■ Extract:
Region: Northern Midcontinent|
Upper Mississippian--Province Summary
This Upper Mississippian Play information is from the
U. S. Geological Survey
1995 National Assessment of United States Oil and Gas Resources (available
on CD-ROM from the U.S.G.S. as Digital Data Series DDS-30, Release 2).
Upper Mississippian Stratigraphic Gas and Oil Play
by Mitchell E. Henry and Timothy C. Hester
Like the Lower Mississippian Stratigraphic Gas and Oil Play, this play
extends throughout the province except in the extreme southern,
southwestern, and northeastern parts where Mississippian age strata are
missing. The strata in this play consists of the St. Louis Formation
and all Mississippian Chester Group rocks, except those strata included
in Deep Stratigraphic Gas Play. Depths range from about 4,000 ft on the
northeastern shelf to 13,000 ft at the southern play boundary (the upper
depth limit of the Deep Stratigraphic Gas Play). Some individual units
in the included strata appear to be absent along the eastern and
northeastern part of the play, probably due to subareal erosion and
ultimate truncation along the Nemaha and Central Kansas Uplifts, and the
Pratt Anticline. The stratigraphic units included in this were selected
largely on the basis of the distribution of major accumulations and on
lithology. The major accumulations in this play generally occur in the
central and north-central parts of the basin, away from significant
influence of major province-bounding uplifts. The play is viewed as
principally stratigraphic but with some local structural influence. The
distribution of major accumulations and a carbonate lithology are the
principal defining features of this play.

■ Information shown:
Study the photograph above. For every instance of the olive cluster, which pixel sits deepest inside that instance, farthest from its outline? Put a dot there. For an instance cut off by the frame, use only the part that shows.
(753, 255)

■ What you will do:
1. According to the Upper Mississippian play summary, what is the depth range of the play?
2. Continue the Upper Mississippian play summary from its final sentence.

■ Results of the tasks:
1. About 4,000 ft on the northeastern shelf to 13,000 ft at the southern play boundary.

2.
Reservoirs rocks consist of the St. Louis Formation and the Chester
Group. Lithologies are almost exclusively limestone on the shelf areas,
although Chester Group rocks become increasingly shaly to the southeast,
and sandstones become more common in the deep basin. Chester Group
rocks range in thickness from erosional truncation in the northeastern
and southwestern parts of the province to 1,000 ft in the southern part
of the province at the boundary of Deep Stratigraphic Gas Play. The
upper surface of rocks in the Chesterian Series has undergone extensive
weathering and erosion in much of the play (Northcutt and Parham, 1993),
and in those areas reservoir quality is expected to be good. In deeper
parts of the play and in lower parts of the section, reservoir quality
is expected to be more variable and poorer overall. Oil and gas
production is generally concentrated in areas of the unconformity
surfaces--a band trending east-west across the central part of the
province. This pattern of reservoir development, although resulting
predominately from uplift and subareal erosion, shows little dependence
on proximity to the major structural features that bound the province.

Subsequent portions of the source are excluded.